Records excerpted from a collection
★ ★ ★ ★
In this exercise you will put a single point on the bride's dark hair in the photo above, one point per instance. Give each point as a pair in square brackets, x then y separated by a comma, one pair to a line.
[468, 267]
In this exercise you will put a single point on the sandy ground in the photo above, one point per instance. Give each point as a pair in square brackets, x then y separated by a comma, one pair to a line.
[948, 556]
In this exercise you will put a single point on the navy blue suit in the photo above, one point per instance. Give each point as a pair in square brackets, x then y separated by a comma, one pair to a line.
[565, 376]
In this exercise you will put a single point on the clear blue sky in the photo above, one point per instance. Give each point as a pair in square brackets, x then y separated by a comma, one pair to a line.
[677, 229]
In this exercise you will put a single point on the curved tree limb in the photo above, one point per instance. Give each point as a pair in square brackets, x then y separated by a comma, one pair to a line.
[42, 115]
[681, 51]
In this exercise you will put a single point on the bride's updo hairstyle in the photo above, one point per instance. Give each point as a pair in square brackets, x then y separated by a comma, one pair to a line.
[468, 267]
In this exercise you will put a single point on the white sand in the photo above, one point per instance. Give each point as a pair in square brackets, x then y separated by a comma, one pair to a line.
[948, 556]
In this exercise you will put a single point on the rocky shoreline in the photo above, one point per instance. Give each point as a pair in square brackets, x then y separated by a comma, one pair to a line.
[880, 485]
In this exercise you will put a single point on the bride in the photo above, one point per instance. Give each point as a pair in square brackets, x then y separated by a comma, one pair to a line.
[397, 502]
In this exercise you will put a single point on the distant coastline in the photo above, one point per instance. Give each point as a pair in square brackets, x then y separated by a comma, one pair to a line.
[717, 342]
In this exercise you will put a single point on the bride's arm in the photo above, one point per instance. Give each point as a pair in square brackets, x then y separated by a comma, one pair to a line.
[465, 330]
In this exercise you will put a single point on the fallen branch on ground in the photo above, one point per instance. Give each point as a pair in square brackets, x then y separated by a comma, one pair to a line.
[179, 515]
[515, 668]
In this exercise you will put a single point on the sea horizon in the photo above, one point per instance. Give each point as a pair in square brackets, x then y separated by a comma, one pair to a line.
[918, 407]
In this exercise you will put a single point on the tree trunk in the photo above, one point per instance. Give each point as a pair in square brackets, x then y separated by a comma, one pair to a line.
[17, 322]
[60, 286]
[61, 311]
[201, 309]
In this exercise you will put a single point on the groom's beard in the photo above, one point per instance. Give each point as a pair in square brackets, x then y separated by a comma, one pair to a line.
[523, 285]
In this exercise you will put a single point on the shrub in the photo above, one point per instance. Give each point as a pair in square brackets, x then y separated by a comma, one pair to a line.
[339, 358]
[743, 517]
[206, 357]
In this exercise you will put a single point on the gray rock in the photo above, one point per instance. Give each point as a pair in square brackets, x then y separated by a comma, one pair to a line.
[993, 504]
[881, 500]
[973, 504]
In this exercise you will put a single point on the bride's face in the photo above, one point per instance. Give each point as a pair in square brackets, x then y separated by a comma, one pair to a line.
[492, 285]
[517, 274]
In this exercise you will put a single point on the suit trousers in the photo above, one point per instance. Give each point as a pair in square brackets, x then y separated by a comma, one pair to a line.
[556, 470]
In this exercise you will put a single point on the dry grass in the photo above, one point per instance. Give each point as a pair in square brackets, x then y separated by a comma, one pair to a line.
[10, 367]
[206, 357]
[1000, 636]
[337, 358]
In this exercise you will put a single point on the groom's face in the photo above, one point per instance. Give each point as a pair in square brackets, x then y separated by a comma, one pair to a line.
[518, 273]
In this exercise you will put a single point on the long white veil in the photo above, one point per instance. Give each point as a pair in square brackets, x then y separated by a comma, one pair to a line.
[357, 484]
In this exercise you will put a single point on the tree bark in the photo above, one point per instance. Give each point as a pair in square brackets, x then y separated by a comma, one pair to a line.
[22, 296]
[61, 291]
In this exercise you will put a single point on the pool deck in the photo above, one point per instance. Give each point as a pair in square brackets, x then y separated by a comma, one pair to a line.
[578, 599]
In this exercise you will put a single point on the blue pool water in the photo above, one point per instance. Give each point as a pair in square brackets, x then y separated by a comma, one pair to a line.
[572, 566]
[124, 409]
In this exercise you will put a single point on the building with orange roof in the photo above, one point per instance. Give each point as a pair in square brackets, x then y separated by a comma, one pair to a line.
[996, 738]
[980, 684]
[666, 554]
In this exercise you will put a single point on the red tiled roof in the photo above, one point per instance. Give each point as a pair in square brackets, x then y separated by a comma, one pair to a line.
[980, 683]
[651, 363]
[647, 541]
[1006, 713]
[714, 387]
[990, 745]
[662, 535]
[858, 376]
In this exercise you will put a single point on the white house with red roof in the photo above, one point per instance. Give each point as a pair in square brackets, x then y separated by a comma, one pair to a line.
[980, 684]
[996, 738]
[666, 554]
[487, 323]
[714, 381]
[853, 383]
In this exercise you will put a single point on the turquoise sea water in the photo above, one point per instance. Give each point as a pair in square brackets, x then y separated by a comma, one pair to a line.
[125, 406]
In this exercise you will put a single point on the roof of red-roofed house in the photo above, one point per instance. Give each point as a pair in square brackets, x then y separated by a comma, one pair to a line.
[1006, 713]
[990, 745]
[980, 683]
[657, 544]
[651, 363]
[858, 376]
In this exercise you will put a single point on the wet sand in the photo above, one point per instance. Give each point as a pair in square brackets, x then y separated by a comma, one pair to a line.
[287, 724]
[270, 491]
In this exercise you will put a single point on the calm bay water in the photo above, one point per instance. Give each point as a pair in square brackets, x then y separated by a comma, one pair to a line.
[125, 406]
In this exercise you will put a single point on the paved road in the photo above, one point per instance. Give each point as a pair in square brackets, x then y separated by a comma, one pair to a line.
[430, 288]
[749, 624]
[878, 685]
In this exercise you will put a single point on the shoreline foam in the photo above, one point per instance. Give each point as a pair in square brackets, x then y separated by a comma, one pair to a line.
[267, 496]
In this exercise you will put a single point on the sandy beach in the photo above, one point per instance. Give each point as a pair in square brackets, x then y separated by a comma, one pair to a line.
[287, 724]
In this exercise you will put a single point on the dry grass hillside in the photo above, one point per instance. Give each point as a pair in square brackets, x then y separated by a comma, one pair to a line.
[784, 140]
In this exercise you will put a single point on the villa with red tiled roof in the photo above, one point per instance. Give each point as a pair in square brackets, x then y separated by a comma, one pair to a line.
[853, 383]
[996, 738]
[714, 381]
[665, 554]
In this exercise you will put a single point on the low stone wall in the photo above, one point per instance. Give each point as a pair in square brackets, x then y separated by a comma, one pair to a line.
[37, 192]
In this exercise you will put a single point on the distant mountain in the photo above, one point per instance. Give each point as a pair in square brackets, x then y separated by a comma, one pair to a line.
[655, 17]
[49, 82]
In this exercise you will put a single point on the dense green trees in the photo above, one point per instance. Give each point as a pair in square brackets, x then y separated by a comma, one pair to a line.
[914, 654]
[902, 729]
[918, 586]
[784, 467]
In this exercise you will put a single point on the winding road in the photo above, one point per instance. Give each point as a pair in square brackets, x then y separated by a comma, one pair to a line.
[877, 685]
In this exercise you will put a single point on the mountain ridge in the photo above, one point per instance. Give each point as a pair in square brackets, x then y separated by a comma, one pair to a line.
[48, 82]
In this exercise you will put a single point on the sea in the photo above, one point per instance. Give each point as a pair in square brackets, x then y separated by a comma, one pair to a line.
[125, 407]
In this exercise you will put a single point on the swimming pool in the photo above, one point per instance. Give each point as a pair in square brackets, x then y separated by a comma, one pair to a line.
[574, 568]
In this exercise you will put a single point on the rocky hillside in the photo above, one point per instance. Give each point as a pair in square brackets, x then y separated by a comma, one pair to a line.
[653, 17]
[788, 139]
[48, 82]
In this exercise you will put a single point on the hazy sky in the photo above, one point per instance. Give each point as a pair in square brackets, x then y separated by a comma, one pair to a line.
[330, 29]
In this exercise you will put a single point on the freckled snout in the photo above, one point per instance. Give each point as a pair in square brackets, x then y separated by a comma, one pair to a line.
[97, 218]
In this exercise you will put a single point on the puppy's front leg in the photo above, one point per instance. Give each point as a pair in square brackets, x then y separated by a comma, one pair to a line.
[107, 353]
★ ★ ★ ★
(Problem): All lines starting at the one holding "on the mountain" and ending at the last line above must be output exactly, and no other line may appear.

(Exercise response):
In this exercise you will put a single point on the mountain ridge in the photo above, one point per instance. Give each point as a pair in square brackets, x then y separated by a comma, one pair to a line.
[48, 82]
In this exercise you will put a single point on the sea in the photo above, one point per instance. Give each point as a pair in square brackets, x then y separated by a comma, one pair to a line.
[125, 407]
In this exercise you will put a single point on the swimming pool in the photo above, one point per instance. Give each point as a pair in square brackets, x then y separated by a comma, one pair to a line.
[574, 568]
In this exercise you will put a single point on the rocky hillside in the photo above, one point per instance. Give each point as a pair in square brackets, x then y separated by a comma, one pair to a line.
[653, 17]
[788, 139]
[48, 82]
In this exercise you will put a single point on the hazy sky in the photo above, one point per instance. Give each point as a pair in square brackets, x then y separated by a comma, one pair to a line.
[330, 29]
In this exercise you will put a single point on the freckled snout in the photo above, one point per instance. Give each point as a pair in square brackets, x then y separated by a comma, one pair to a line.
[97, 218]
In this exercise you will put a single point on the puppy's front leg in the photo above, one point per instance. Give each point as a pair in square brackets, x then y separated by a comma, one pair to a line.
[107, 353]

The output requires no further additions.